§ TASK STATEMENT: Please find every line in the items below that contains the word "turquoise" and copy each of those lines.
BEGIN ENTRIES PROVIDED
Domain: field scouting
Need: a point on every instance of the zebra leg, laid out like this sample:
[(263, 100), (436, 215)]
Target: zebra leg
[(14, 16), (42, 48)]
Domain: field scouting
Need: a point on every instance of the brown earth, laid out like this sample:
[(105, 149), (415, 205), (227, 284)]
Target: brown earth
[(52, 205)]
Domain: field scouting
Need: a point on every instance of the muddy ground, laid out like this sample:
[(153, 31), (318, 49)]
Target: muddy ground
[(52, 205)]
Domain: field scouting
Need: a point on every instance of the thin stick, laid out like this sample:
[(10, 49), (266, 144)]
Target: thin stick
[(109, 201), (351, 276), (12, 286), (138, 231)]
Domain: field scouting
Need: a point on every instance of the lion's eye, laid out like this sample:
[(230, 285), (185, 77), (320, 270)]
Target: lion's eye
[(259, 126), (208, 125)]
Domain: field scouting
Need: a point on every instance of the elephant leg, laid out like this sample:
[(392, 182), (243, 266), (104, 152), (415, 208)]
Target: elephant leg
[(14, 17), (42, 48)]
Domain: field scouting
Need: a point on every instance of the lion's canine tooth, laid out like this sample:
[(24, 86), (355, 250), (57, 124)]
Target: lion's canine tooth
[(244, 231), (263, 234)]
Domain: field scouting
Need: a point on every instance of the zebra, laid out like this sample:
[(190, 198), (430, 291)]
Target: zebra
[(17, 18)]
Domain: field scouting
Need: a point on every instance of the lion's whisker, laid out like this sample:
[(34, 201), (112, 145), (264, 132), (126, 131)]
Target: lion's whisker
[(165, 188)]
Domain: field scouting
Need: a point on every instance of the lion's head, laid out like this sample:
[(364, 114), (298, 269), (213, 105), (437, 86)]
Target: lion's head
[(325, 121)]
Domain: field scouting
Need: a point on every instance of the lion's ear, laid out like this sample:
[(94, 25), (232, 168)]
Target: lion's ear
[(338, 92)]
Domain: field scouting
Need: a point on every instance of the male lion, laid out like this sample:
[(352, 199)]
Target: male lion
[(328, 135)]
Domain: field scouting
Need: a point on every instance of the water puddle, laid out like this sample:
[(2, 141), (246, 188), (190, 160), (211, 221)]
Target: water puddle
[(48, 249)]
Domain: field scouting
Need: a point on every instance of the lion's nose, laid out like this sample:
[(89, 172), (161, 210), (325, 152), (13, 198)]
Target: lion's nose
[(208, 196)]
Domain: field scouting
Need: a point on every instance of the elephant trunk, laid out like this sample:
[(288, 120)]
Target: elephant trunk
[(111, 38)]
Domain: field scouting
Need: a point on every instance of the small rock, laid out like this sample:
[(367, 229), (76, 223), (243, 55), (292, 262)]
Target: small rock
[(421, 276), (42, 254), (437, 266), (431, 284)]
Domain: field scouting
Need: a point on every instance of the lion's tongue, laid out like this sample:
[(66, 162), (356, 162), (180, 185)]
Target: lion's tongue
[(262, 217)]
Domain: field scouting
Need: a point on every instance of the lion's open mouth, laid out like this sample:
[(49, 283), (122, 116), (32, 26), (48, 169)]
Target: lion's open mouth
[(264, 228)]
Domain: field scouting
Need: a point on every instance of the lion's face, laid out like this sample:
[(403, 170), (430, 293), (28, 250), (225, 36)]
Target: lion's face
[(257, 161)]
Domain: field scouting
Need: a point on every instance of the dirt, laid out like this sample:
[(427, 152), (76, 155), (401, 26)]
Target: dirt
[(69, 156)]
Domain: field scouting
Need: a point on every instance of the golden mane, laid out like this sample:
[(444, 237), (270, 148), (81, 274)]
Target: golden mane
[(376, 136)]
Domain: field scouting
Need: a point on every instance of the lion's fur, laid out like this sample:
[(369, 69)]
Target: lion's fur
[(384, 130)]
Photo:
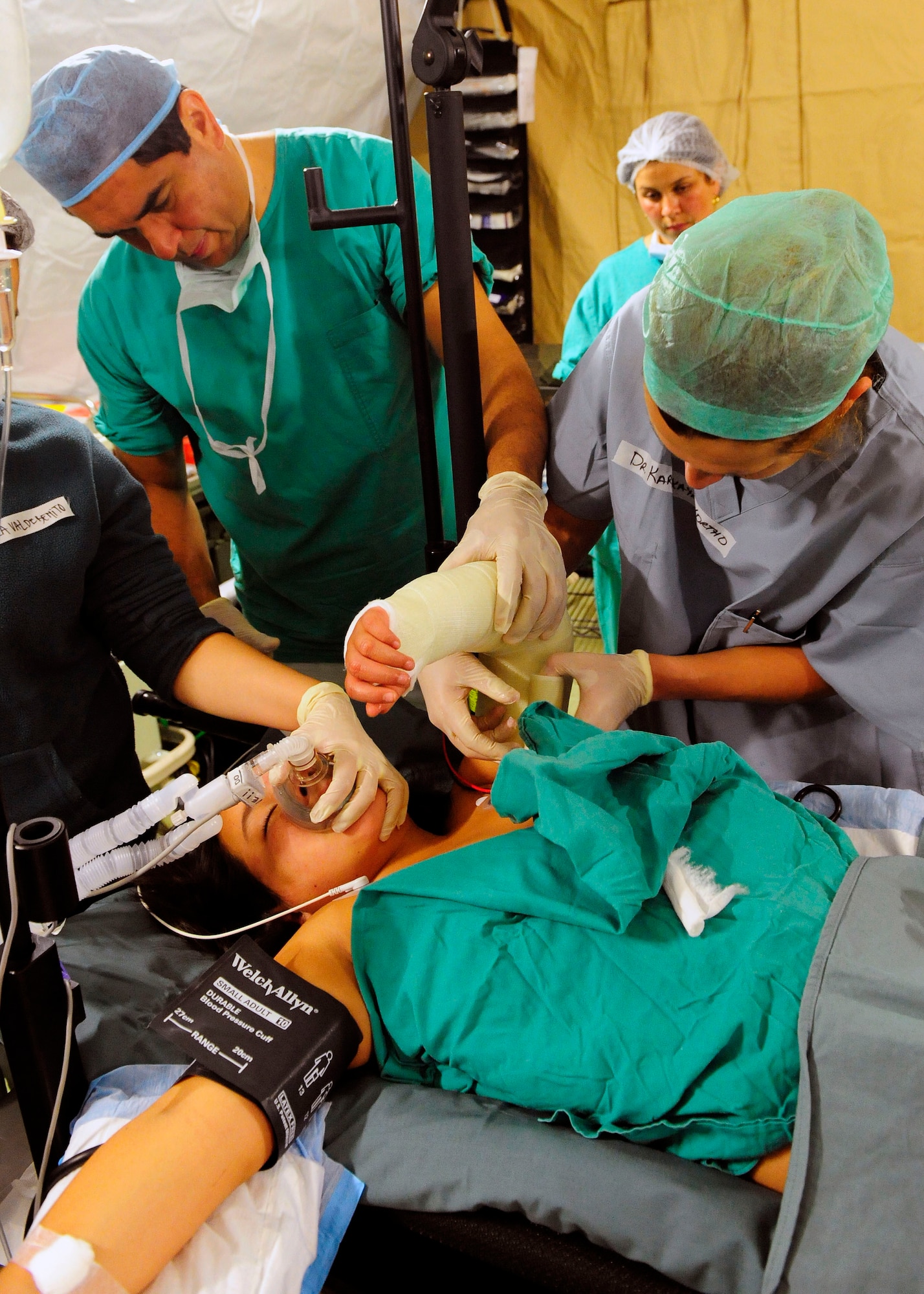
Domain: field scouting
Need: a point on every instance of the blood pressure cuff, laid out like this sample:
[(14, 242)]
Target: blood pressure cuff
[(265, 1032)]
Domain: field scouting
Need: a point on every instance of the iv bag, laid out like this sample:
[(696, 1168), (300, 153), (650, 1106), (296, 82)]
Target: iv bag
[(16, 100)]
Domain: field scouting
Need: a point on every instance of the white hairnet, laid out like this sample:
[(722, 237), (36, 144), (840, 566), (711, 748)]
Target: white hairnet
[(675, 138)]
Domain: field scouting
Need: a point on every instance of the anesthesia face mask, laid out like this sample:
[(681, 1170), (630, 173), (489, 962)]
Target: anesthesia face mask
[(298, 794)]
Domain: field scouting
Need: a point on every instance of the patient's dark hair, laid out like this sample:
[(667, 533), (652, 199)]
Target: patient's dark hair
[(208, 891), (170, 137)]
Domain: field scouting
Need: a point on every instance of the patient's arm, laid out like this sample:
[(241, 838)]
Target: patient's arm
[(148, 1190), (428, 620)]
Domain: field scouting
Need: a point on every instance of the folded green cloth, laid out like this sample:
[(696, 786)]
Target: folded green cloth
[(548, 969)]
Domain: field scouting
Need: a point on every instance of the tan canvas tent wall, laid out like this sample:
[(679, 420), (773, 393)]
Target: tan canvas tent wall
[(825, 94)]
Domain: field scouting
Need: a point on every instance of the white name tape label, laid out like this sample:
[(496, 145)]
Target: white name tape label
[(17, 525), (665, 478)]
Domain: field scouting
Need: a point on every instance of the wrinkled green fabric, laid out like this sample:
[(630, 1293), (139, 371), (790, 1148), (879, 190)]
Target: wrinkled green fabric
[(548, 970)]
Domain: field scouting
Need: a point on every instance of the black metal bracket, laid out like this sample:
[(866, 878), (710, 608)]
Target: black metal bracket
[(443, 56)]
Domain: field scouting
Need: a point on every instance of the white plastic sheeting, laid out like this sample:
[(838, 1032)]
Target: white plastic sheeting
[(261, 64)]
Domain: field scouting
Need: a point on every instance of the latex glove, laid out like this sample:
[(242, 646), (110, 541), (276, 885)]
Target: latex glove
[(232, 618), (611, 686), (509, 529), (446, 686), (328, 719)]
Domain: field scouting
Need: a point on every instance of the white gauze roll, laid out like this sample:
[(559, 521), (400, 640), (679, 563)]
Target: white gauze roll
[(445, 613)]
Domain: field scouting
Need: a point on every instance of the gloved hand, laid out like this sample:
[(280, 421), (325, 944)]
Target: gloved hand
[(611, 686), (509, 530), (446, 686), (232, 618), (329, 721)]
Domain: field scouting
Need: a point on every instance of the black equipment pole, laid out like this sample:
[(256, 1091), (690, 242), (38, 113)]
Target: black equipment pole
[(34, 1003), (403, 213), (446, 134), (442, 58)]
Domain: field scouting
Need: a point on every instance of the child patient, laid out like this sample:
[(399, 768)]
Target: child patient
[(529, 956)]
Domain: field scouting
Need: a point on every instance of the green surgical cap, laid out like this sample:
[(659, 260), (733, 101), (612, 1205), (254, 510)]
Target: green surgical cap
[(764, 315)]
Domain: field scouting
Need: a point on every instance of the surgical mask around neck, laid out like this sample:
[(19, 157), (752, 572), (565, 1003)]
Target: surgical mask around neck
[(223, 287)]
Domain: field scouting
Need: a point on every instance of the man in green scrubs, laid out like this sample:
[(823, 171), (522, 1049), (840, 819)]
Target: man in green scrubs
[(283, 353)]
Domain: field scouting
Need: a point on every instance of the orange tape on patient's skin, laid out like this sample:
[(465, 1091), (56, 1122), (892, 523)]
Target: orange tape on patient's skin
[(773, 1169)]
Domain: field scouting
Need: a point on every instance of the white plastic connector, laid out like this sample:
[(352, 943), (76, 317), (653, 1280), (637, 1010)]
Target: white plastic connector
[(129, 860), (133, 824)]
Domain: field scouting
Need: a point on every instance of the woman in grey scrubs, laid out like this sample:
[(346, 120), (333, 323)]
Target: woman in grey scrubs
[(756, 432)]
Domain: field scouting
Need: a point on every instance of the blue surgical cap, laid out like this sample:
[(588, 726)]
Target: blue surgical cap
[(91, 113)]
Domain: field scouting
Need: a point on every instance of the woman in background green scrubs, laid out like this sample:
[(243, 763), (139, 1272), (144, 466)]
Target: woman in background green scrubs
[(677, 171)]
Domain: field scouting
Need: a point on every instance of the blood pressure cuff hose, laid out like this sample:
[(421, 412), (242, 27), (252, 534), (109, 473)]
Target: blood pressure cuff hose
[(265, 1032)]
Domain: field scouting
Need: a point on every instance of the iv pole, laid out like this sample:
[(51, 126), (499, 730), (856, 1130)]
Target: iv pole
[(441, 58)]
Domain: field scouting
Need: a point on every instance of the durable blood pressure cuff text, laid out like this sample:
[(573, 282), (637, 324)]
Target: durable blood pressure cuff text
[(266, 1033)]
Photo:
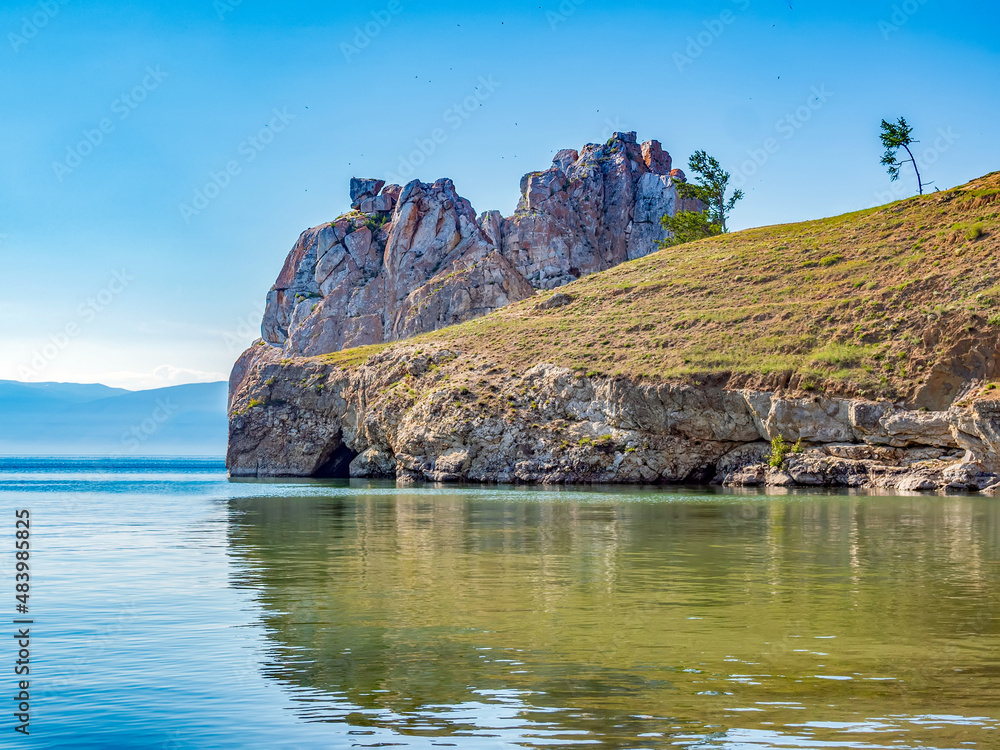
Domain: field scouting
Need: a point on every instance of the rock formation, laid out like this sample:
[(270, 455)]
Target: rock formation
[(440, 415), (412, 259)]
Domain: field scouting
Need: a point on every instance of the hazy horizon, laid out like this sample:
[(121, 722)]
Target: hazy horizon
[(164, 159)]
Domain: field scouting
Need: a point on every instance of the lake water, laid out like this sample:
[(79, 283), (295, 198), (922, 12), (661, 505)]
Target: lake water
[(174, 609)]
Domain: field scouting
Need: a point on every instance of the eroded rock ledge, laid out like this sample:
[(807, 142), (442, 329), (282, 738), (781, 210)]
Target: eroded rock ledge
[(445, 416)]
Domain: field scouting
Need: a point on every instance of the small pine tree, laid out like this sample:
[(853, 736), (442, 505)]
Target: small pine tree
[(688, 226), (710, 188), (899, 135)]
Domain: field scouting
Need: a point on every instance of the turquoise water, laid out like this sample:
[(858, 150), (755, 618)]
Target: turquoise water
[(174, 609)]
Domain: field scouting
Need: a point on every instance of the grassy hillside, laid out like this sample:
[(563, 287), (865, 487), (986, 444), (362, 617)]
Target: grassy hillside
[(865, 304)]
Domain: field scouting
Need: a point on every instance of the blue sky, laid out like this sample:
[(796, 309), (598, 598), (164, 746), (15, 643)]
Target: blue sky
[(118, 114)]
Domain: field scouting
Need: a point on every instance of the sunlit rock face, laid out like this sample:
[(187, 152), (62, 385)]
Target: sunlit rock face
[(591, 211), (415, 258), (431, 414)]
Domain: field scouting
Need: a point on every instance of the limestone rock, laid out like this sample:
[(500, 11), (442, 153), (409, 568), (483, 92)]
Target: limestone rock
[(442, 415), (413, 258), (590, 211), (364, 188), (364, 279)]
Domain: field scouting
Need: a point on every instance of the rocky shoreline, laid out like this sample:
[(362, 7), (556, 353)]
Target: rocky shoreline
[(445, 416)]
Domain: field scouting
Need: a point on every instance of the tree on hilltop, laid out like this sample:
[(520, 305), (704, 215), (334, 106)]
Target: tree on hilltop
[(899, 135), (712, 183)]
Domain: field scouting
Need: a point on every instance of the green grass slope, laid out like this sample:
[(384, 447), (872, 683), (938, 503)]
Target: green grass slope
[(875, 303)]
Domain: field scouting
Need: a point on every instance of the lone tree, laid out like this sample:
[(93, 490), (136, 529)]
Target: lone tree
[(710, 188), (899, 135)]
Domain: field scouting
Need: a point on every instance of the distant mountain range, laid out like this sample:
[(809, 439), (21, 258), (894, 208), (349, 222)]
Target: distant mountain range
[(95, 420)]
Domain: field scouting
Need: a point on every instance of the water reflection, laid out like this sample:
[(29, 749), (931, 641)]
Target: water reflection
[(628, 619)]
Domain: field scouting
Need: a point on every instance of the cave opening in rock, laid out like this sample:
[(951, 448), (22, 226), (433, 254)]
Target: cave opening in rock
[(338, 465)]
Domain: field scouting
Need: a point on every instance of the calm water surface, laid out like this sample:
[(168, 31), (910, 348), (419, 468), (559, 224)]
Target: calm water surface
[(175, 609)]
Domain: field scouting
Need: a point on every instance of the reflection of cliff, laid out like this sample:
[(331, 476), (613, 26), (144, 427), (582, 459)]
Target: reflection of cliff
[(405, 604)]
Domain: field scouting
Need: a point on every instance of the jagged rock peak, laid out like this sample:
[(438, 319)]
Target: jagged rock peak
[(414, 258)]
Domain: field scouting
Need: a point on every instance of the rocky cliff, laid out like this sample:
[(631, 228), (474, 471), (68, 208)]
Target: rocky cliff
[(868, 343), (411, 259), (438, 415)]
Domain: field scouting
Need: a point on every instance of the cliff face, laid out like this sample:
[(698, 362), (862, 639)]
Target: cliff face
[(412, 259), (872, 340), (440, 415)]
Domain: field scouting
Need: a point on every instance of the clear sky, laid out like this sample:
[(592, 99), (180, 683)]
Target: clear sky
[(160, 158)]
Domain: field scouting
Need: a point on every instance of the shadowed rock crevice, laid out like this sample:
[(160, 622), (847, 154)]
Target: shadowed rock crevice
[(337, 465)]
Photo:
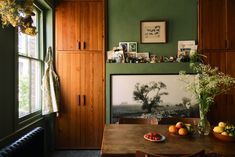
END ENTRIES PROVIDED
§ EXERCISE RESULT:
Need: a point on every instance of the turquoise water, laid out like this sample:
Target: turquoise water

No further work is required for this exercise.